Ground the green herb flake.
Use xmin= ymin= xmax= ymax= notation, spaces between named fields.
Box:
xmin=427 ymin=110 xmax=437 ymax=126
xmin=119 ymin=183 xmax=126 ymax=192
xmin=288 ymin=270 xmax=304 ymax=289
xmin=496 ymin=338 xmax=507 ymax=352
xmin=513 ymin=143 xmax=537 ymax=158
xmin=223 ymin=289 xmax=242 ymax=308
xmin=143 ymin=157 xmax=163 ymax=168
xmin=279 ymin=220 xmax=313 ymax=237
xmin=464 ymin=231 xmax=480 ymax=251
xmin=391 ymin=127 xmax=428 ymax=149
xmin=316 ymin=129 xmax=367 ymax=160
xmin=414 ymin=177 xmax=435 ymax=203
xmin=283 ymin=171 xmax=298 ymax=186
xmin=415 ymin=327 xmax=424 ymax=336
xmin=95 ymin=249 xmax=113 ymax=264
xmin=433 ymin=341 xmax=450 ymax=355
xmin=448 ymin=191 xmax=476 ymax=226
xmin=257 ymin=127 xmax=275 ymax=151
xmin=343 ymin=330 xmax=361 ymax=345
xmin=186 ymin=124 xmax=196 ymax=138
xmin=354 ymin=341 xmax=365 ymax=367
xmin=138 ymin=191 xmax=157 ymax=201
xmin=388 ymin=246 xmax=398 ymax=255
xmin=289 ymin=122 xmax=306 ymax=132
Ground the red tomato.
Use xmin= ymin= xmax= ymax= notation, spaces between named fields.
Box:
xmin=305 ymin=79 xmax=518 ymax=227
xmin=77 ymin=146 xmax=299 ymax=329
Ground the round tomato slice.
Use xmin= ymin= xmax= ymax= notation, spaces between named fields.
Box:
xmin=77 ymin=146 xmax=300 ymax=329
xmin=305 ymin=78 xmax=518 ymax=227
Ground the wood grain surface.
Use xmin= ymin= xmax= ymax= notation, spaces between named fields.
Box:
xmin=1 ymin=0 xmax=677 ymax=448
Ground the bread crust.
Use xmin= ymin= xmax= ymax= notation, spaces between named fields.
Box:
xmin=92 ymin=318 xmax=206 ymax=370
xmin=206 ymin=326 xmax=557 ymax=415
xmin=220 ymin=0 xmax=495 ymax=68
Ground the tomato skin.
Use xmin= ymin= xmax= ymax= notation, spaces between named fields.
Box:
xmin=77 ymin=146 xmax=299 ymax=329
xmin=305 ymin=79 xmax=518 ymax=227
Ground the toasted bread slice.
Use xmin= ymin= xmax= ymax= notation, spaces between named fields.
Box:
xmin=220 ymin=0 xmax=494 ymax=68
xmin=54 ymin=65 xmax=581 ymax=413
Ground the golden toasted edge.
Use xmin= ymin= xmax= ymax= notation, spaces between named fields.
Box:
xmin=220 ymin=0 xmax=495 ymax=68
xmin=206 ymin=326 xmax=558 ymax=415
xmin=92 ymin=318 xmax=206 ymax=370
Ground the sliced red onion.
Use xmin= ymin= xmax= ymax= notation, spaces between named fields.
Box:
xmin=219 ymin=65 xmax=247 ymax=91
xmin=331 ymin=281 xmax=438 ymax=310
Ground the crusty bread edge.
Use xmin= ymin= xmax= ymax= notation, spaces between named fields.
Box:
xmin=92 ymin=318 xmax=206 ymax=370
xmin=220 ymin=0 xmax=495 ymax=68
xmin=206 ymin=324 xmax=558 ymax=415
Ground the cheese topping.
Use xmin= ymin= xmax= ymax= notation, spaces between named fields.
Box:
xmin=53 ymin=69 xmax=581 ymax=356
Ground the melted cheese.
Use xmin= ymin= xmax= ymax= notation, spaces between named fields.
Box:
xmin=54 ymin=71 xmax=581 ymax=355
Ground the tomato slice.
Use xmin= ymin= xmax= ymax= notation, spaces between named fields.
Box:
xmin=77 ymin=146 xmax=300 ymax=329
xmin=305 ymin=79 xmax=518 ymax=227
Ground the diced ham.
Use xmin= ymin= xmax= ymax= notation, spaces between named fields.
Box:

--- --- ---

» **Work to complete**
Using the records above as the source, restate each line verbatim.

» **Solution to the exercise**
Ground the green herb flake.
Use xmin= ymin= xmax= ymax= notation, spaces between named fields.
Box:
xmin=427 ymin=110 xmax=437 ymax=126
xmin=119 ymin=183 xmax=126 ymax=192
xmin=288 ymin=270 xmax=304 ymax=289
xmin=496 ymin=338 xmax=507 ymax=352
xmin=513 ymin=143 xmax=537 ymax=158
xmin=223 ymin=289 xmax=242 ymax=308
xmin=143 ymin=157 xmax=163 ymax=168
xmin=279 ymin=220 xmax=313 ymax=237
xmin=464 ymin=231 xmax=480 ymax=251
xmin=391 ymin=127 xmax=428 ymax=149
xmin=316 ymin=129 xmax=367 ymax=160
xmin=414 ymin=177 xmax=435 ymax=203
xmin=283 ymin=171 xmax=298 ymax=186
xmin=415 ymin=327 xmax=424 ymax=336
xmin=95 ymin=249 xmax=113 ymax=264
xmin=433 ymin=341 xmax=450 ymax=355
xmin=448 ymin=191 xmax=476 ymax=226
xmin=257 ymin=127 xmax=275 ymax=151
xmin=343 ymin=330 xmax=361 ymax=345
xmin=186 ymin=124 xmax=196 ymax=138
xmin=354 ymin=341 xmax=365 ymax=367
xmin=138 ymin=191 xmax=157 ymax=201
xmin=388 ymin=246 xmax=398 ymax=255
xmin=289 ymin=122 xmax=306 ymax=132
Ground the red tomato.
Use xmin= ymin= xmax= ymax= notation, spaces between named fields.
Box:
xmin=305 ymin=79 xmax=518 ymax=227
xmin=77 ymin=146 xmax=299 ymax=329
Ground the round tomato slice.
Use xmin= ymin= xmax= ymax= notation, spaces between named fields.
Box:
xmin=77 ymin=146 xmax=300 ymax=329
xmin=305 ymin=78 xmax=518 ymax=227
Ground the wood grain surface.
Use xmin= ymin= xmax= ymax= notation, spaces between named fields.
Box:
xmin=1 ymin=0 xmax=677 ymax=448
Ground the bread crust.
Use xmin= ymin= xmax= ymax= notation, spaces between named fields.
Box:
xmin=92 ymin=318 xmax=206 ymax=370
xmin=206 ymin=326 xmax=557 ymax=415
xmin=220 ymin=0 xmax=495 ymax=68
Ground the tomato skin.
Use xmin= ymin= xmax= ymax= notation, spaces between named fields.
Box:
xmin=77 ymin=146 xmax=299 ymax=329
xmin=305 ymin=79 xmax=518 ymax=227
Ground the toasted bread slice.
Use xmin= ymin= xmax= ymax= notation, spaces between named fields.
Box:
xmin=220 ymin=0 xmax=494 ymax=68
xmin=54 ymin=65 xmax=581 ymax=413
Ground the golden toasted edge.
Use xmin= ymin= xmax= ymax= notation, spaces between named fields.
Box:
xmin=220 ymin=0 xmax=495 ymax=68
xmin=206 ymin=326 xmax=558 ymax=415
xmin=92 ymin=318 xmax=206 ymax=370
Ground the sliced red onion.
Use xmin= ymin= xmax= ymax= notation, spaces between named fields.
Box:
xmin=219 ymin=65 xmax=247 ymax=91
xmin=331 ymin=281 xmax=438 ymax=310
Ground the crusty bread edge.
Use xmin= ymin= xmax= ymax= notation, spaces between named fields.
Box:
xmin=92 ymin=318 xmax=206 ymax=370
xmin=220 ymin=0 xmax=495 ymax=68
xmin=206 ymin=324 xmax=558 ymax=415
Ground the cheese topping.
Use xmin= ymin= xmax= ymax= notation, spaces between named fields.
Box:
xmin=53 ymin=69 xmax=581 ymax=356
Ground the melted cheese.
Use xmin= ymin= xmax= ymax= notation, spaces between named fields.
Box:
xmin=54 ymin=71 xmax=581 ymax=355
Ground the tomato slice.
Use xmin= ymin= xmax= ymax= notation, spaces between named fields.
Box:
xmin=77 ymin=146 xmax=300 ymax=329
xmin=305 ymin=79 xmax=518 ymax=227
Ground the diced ham.
Use xmin= ymin= xmax= ymax= notation, spaces between named fields.
Box:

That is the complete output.